## Task list
a - Which people, organizations, and websites are named in the body of the blog post about linear algebra courses on OCW? List each one.
b - In the blog post about linear algebra courses on OCW, what course number is given for Gilbert Strang's Linear Algebra video lectures?
c - Can you pull out the passage of the blog post about linear algebra courses on OCW between "YB Labs Blog" and "except perhaps proofs.", inclusive?

## Article
━━━━━━━━━━
YB Labs Blog

Linear Algebra and Scientific Computation on OCW

2009-12-11 / Jaba

I was happy to find some neat courses I hadn't seen before on MIT's Open CourseWare (OCW). I've been a huge fan of Gilbert Strang ever since I first watched one of his Linear Algebra 18.06 video lectures. On Amazon, some reviewers give his books low marks for lack of rigour and informality, but they're missing the point. He tries to help the student develop intuition so that matrices "come alive". He's obviously focused on applied math and scientific computing. His style is exactly what you want when you've just read a research paper and you want to go and write some code to apply the results. If you want to get very abstract, then not so much. On the other hand, a more abstract presentation won't help you to actually make things, except perhaps proofs.

I've been interested in cloth and hair simulation for a long time, but I'm hitting my math limits trying to implement recent papers, like this one. I can read them just fine, but when I sit down to design some code, I realize I haven't really got the math in a form I can use. Then there's the Finite Element stuff. I really want to learn it for simulation, but it's out of my league, for now.
━━━━━━━━━━
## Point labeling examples
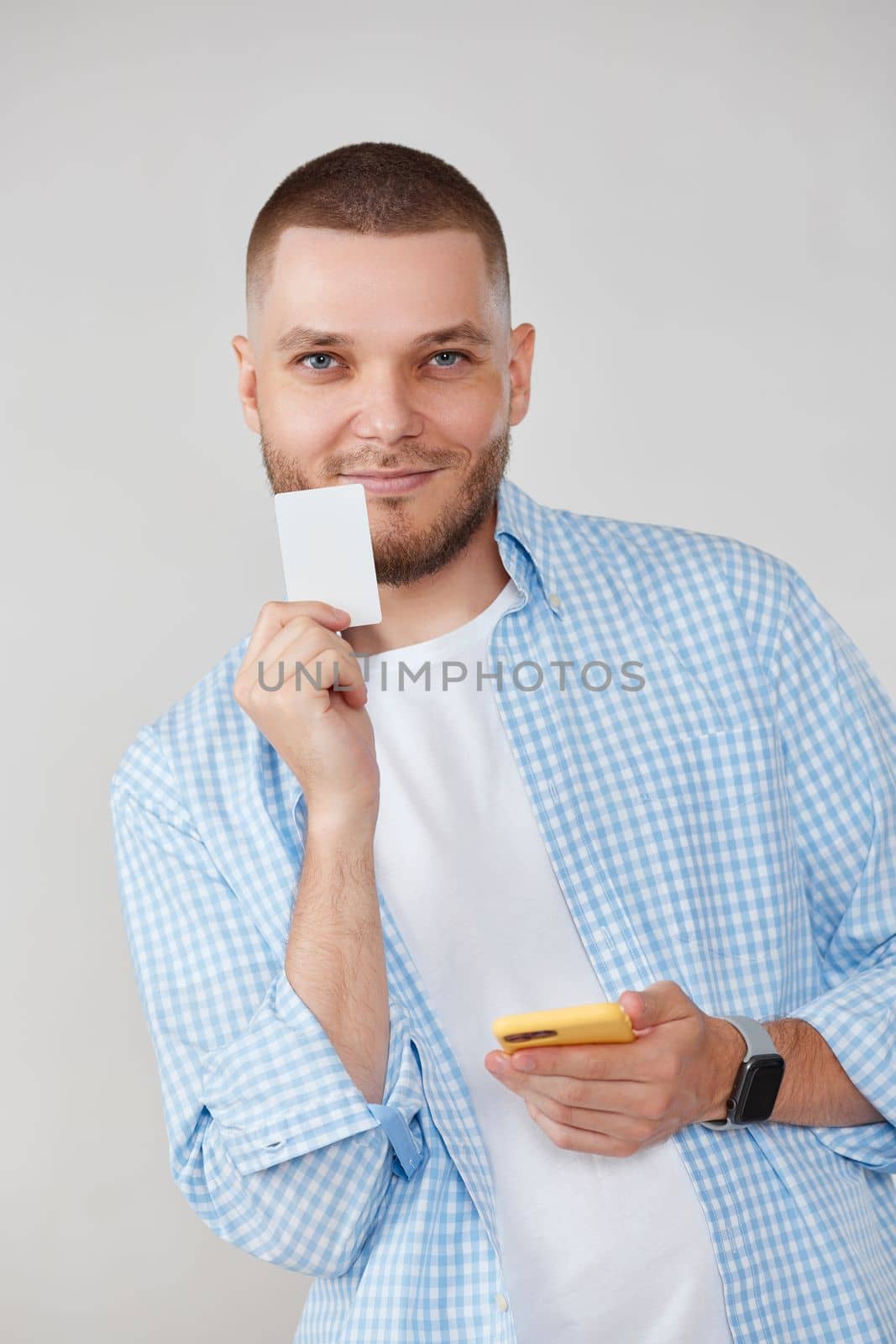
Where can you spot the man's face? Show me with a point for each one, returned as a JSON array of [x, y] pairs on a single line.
[[369, 394]]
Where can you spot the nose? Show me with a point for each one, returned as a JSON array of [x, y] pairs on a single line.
[[385, 410]]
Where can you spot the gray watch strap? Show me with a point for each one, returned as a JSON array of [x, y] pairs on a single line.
[[758, 1043]]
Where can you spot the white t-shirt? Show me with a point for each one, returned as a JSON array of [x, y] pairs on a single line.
[[490, 933]]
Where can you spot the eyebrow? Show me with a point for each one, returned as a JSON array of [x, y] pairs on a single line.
[[297, 336]]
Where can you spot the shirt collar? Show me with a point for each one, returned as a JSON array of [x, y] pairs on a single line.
[[527, 523]]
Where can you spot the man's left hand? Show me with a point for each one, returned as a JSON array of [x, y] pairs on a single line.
[[618, 1099]]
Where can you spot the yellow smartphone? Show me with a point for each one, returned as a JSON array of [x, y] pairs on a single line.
[[582, 1025]]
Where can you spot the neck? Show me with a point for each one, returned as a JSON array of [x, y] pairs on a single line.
[[439, 602]]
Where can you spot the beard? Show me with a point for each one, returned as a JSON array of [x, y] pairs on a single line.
[[403, 554]]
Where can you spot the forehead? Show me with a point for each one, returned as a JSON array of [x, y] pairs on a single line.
[[374, 284]]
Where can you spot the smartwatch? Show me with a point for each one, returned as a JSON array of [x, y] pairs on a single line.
[[758, 1079]]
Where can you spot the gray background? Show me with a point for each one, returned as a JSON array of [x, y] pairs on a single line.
[[699, 205]]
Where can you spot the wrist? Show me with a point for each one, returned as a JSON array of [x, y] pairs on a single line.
[[727, 1054]]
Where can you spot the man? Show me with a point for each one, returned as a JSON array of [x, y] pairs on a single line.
[[679, 796]]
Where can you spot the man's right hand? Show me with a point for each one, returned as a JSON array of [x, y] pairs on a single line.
[[325, 737]]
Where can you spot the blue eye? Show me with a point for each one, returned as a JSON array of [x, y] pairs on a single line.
[[316, 355], [450, 353]]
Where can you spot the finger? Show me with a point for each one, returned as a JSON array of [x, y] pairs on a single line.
[[625, 1099], [582, 1140], [631, 1126], [275, 616], [617, 1061], [313, 665]]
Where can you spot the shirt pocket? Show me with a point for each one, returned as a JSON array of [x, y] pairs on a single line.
[[705, 850]]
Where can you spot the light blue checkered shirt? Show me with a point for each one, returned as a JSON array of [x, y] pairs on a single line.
[[730, 827]]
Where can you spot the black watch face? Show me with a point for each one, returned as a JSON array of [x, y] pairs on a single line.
[[762, 1090]]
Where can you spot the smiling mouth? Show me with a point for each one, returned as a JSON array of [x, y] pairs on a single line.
[[390, 483]]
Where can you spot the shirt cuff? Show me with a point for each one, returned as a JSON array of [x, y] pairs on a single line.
[[280, 1089], [859, 1023]]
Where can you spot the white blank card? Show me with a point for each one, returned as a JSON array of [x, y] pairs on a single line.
[[328, 551]]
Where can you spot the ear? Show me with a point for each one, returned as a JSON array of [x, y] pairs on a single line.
[[248, 383], [520, 367]]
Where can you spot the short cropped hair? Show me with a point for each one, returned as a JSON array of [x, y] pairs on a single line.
[[375, 187]]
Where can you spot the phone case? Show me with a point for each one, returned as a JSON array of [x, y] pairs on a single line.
[[577, 1026]]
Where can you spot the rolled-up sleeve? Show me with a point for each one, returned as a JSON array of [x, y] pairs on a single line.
[[270, 1140], [839, 738]]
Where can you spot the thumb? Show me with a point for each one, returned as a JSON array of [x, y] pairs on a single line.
[[653, 1005]]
━━━━━━━━━━
## Outputs by task
a -
- MIT
- Open CourseWare (OCW)
- Gilbert Strang
- Amazon

b - 18.06

c -
YB Labs Blog

Linear Algebra and Scientific Computation on OCW

2009-12-11 / Jaba

I was happy to find some neat courses I hadn't seen before on MIT's Open CourseWare (OCW). I've been a huge fan of Gilbert Strang ever since I first watched one of his Linear Algebra 18.06 video lectures. On Amazon, some reviewers give his books low marks for lack of rigour and informality, but they're missing the point. He tries to help the student develop intuition so that matrices "come alive". He's obviously focused on applied math and scientific computing. His style is exactly what you want when you've just read a research paper and you want to go and write some code to apply the results. If you want to get very abstract, then not so much. On the other hand, a more abstract presentation won't help you to actually make things, except perhaps proofs.